### EXERCISE SET
(a) Revise the efficiency passage, beginning at the words "Question: Why do" and stopping after "size of variance.", and replace "samples" with "observations".
(b) Gather every line of the records that contains the word "wire".

### SOURCE EXCERPT
☆ ☆ ☆ ☆
Efficiency and Sufficiency with Appendix on Muon Decay, Chirality, and Parity-Violation

16 minute read

Published:

Recall that the mean squared error for an estimator $\hat{\theta}$ for a population parameter $\theta$ is simply $\text{MSE}(\hat{\theta}) = E[(\hat{\theta}-\theta)^2]$ and we can decompose this into $\text{MSE}(\hat{\theta}) = \text{Var}(\hat{\theta})+\text{Bias}(\hat{\theta})^2$ where $\text{Var}(\hat{\theta}) = E[\hat{\theta}^2]-E[\hat{\theta}]^2$ and $\text{Bias}(\hat{\theta}) = E[\hat{\theta}] - \theta$. This works because $E[\theta]$ and $E[\theta^2]$ are just (unknown) numbers. If the estimator is unbiased, then this bias term is 0 and the mean squared error is simply the variance. In a variety of situations, a biased estimator can be made unbiased simply by scalar multiplication by a well-chosen factor.

Efficiency

Suppose we have two unbiased estimators $\hat{\theta}_1,\hat{\theta}_2$. Then the ratio of their MSE is just a ratio of their variances and we call this the efficiency $\text{eff}(\hat{\theta}_1,\hat{\theta}_2) = \dfrac{\text{Var}(\hat{\theta}_2)}{\text{Var}(\hat{\theta}_1)}$ (note that $\hat{\theta}_2$ is on top). If this efficiency is larger than 1, then that means the variance of $\hat{\theta}_2$ is bigger and we’d prefer to use $\hat{\theta}_1$ as an estimator.

Question: Why do we call this “efficiency?

Answer: Often, the variance depends on the number of samples $n$ that we have and so the variances are of the form $C_i/n$ for $i=1,2$. If $C_2>C_1$, this means that we’d need a larger number of samples if we wanted to decrease the variance of $\hat{\theta}_2$. In that sense, $\hat{\theta}_1$ is more efficient than $\hat{\theta}_2$ because it needs fewer samples to obtain some threshold on the size of variance.
☆ ☆ ☆ ☆
### Coordinate labeling data
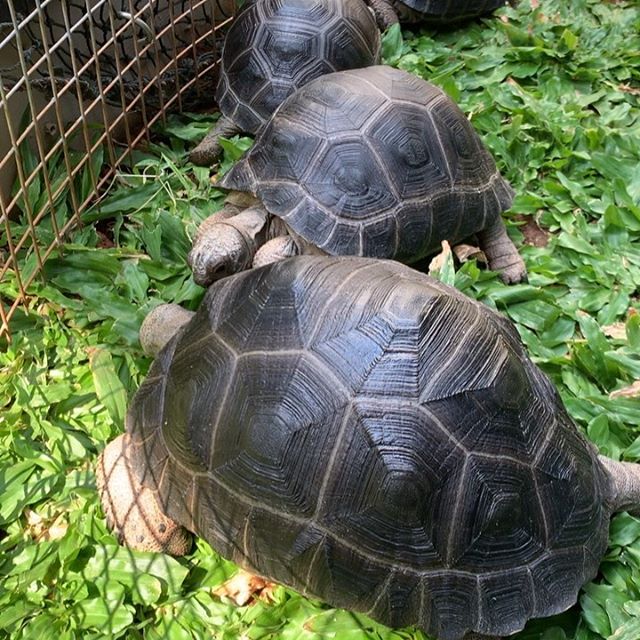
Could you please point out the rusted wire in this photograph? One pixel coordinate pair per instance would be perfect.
(82, 80)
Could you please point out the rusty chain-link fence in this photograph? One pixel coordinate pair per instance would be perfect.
(81, 83)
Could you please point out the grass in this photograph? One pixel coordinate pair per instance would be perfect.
(553, 88)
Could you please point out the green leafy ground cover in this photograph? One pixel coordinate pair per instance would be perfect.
(553, 89)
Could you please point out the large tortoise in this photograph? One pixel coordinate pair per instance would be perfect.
(371, 162)
(369, 436)
(276, 46)
(389, 12)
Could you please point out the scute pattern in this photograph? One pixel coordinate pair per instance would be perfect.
(369, 436)
(390, 166)
(274, 47)
(451, 10)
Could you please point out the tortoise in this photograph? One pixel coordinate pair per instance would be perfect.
(389, 12)
(274, 47)
(371, 162)
(369, 436)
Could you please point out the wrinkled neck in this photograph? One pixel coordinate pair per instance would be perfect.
(625, 485)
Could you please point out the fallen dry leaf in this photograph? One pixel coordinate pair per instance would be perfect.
(438, 261)
(632, 391)
(534, 235)
(243, 586)
(615, 330)
(44, 529)
(627, 88)
(465, 252)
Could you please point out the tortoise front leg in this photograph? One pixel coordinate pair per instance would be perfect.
(227, 245)
(277, 249)
(502, 253)
(209, 150)
(132, 511)
(384, 13)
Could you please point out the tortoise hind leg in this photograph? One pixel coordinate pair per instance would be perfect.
(209, 150)
(131, 510)
(502, 253)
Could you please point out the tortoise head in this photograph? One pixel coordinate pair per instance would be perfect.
(161, 325)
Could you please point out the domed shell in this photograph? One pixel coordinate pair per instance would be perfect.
(276, 46)
(373, 162)
(448, 10)
(369, 436)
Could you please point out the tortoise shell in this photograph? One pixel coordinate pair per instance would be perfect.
(373, 162)
(274, 47)
(444, 10)
(369, 436)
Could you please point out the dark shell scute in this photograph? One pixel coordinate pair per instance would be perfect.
(371, 437)
(397, 155)
(273, 48)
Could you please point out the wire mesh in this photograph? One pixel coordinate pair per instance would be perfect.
(81, 84)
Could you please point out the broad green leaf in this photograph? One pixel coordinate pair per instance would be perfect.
(109, 388)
☆ ☆ ☆ ☆
### ANSWERS TO THE TASKS
(a)
Question: Why do we call this “efficiency?

Answer: Often, the variance depends on the number of observations $n$ that we have and so the variances are of the form $C_i/n$ for $i=1,2$. If $C_2>C_1$, this means that we’d need a larger number of observations if we wanted to decrease the variance of $\hat{\theta}_2$. In that sense, $\hat{\theta}_1$ is more efficient than $\hat{\theta}_2$ because it needs fewer observations to obtain some threshold on the size of variance.

(b)
Could you please point out the rusted wire in this photograph? One pixel coordinate pair per instance would be perfect.
Could you please point out the wire mesh in this photograph? One pixel coordinate pair per instance would be perfect.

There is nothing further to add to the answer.